* Tarefa
Indique se cada afirmação concorda com o trecho sobre o filme de Alonso e justifique com as palavras exatas do trecho: (a) a noção de continuidade trazida pelos fogos evoca uma conversa física; (b) o lenhador de La Libertad conversa com a própria interioridade e com o mundo circundante; (c) o roteiro contém marcações geográficas ou cronológicas.

* Trecho selecionado

---*---

Em Alonso, a noção de continuidade trazida pelos fogos, apesar de não
evocar, a rigor, nenhuma conversa física, problematiza outro tipo de diálogo,
central ao seu filme. O lenhador de La Libertad não deixa de conversar, numa
dimensão muito particular, com a sua própria interioridade e o mundo
circundante; como se fosse presenciada uma conversa de e entre imagens que
não precisam do verbo para se comunicar, mas que se compreendem por aquilo
que são: espaço(s) e corpo(s) visíveis, palpáveis, absolutas presenças materiais.
O fogo que rompe a escuridão da noite não ignora o simbolismo de uma
purificação, de um recomeço a ser comprovado pela última/primeira imagem do
filme. Ele fecha uma cadeia moebiana de imagens que se retomam e recontam
indefinidamente, além do tempo, acima do espaço — não por acaso a
inexistência de marcações geográficas ou cronológicas dentro do roteiro.

---*---

* Dados fornecidos
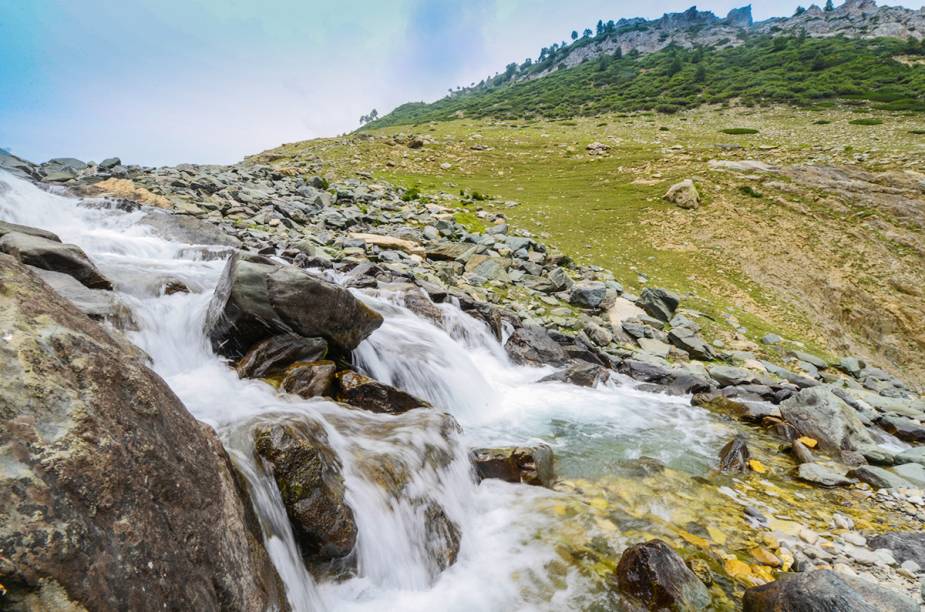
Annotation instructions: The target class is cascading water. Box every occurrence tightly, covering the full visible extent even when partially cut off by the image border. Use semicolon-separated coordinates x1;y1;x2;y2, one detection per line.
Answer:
0;175;728;610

---*---

* Solução
(a) Não: "apesar de não evocar, a rigor, nenhuma conversa física"
(b) Sim: "não deixa de conversar, numa dimensão muito particular, com a sua própria interioridade e o mundo circundante"
(c) Não: "a inexistência de marcações geográficas ou cronológicas dentro do roteiro"